Work order: Quote the veterinary case report about Clyde between "Abstract: Clyde presented" and "be symptom free.", inclusive.

Excerpted text:
Written by a Medical Acupuncture for Veterinarians course graduate. Signed release obtained from client/author. A2017027

Abstract: Clyde presented for a suspected vaccine reaction following his first crLyme vaccination in June of this year. Full blood work, urinalysis and radiographs were completed, with the only abnormality found being calcification of the intervertebral disc between cervical vertebrae two and three. Clyde was treated with a series of chiropractic manipulations by an associate veterinarian, but he continued to decline in both posture and temperament. Chiropractic treatments were discontinued and Clyde was started on laser therapy and acupuncture. His clinical symptoms resolved within one week, he was weaned off of all oral medications and he has continued to be symptom free.

Data:
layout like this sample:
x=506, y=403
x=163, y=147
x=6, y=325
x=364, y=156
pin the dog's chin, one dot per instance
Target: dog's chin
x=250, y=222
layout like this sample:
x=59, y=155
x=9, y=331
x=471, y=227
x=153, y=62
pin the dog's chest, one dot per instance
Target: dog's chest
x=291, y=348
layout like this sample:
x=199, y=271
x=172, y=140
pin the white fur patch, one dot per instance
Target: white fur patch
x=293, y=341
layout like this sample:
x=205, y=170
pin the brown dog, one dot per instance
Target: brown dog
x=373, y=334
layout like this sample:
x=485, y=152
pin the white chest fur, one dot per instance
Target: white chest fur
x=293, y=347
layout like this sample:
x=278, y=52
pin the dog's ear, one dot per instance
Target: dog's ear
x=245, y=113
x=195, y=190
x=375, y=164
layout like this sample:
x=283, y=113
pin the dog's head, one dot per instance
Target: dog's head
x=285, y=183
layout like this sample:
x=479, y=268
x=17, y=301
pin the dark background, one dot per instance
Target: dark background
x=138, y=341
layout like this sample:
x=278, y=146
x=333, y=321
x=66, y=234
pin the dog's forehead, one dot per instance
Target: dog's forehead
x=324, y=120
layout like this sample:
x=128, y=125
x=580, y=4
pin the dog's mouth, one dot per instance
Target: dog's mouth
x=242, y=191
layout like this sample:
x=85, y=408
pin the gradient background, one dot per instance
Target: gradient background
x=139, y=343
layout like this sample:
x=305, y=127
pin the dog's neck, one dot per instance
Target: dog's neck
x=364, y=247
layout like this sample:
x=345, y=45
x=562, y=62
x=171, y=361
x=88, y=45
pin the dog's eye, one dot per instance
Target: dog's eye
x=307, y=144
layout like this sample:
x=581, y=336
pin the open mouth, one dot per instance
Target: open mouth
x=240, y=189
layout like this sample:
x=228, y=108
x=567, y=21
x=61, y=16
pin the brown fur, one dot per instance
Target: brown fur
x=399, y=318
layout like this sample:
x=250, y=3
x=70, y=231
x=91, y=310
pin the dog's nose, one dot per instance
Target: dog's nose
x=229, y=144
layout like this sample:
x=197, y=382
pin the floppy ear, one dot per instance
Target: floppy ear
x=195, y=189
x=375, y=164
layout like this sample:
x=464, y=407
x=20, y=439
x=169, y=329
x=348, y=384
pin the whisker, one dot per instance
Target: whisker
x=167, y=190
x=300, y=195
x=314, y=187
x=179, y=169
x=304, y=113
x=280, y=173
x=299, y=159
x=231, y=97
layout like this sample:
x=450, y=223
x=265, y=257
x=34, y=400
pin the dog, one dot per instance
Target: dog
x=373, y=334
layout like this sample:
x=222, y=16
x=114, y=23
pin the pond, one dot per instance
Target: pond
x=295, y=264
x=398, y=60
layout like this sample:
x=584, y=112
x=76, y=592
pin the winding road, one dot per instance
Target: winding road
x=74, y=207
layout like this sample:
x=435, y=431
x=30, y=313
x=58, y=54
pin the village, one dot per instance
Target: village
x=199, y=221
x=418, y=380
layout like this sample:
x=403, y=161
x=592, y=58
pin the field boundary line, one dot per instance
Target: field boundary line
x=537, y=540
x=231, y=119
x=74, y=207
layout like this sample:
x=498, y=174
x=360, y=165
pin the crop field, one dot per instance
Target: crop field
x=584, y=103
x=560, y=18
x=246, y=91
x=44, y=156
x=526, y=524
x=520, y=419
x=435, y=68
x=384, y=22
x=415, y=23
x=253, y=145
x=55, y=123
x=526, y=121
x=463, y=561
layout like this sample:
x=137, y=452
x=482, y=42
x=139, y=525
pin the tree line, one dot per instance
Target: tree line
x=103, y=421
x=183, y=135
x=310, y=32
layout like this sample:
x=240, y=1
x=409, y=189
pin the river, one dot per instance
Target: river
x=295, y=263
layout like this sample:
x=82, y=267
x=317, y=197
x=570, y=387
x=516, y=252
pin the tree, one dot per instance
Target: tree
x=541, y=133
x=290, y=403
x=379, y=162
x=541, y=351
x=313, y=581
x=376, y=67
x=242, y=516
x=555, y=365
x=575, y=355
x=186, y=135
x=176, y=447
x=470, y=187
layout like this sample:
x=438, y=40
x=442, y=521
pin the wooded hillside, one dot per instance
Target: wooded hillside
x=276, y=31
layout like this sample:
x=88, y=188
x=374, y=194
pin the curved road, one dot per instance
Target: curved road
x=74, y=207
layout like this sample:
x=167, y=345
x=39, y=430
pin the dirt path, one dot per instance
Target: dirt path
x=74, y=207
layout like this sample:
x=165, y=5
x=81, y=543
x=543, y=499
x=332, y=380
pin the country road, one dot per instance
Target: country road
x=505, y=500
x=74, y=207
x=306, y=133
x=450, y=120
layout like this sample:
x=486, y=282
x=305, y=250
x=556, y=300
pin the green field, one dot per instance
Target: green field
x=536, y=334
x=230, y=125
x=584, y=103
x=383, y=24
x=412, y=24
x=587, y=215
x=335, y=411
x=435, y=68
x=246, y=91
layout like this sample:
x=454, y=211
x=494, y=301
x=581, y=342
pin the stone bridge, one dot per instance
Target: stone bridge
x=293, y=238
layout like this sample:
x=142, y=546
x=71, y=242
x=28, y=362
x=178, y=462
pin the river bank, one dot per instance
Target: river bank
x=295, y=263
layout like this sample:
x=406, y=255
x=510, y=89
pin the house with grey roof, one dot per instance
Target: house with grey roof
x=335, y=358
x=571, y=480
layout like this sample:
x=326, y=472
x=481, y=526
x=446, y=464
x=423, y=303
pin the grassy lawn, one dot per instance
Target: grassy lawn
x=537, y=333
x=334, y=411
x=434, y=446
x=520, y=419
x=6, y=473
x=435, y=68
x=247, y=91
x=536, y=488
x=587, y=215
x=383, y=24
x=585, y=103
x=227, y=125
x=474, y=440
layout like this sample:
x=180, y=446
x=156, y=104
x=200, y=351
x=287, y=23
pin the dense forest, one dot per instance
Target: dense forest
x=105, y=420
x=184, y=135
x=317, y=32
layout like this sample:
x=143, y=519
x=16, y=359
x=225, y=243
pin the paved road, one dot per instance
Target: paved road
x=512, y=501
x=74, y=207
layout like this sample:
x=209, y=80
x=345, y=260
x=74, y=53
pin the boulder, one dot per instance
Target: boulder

Answer section:
Abstract: Clyde presented for a suspected vaccine reaction following his first crLyme vaccination in June of this year. Full blood work, urinalysis and radiographs were completed, with the only abnormality found being calcification of the intervertebral disc between cervical vertebrae two and three. Clyde was treated with a series of chiropractic manipulations by an associate veterinarian, but he continued to decline in both posture and temperament. Chiropractic treatments were discontinued and Clyde was started on laser therapy and acupuncture. His clinical symptoms resolved within one week, he was weaned off of all oral medications and he has continued to be symptom free.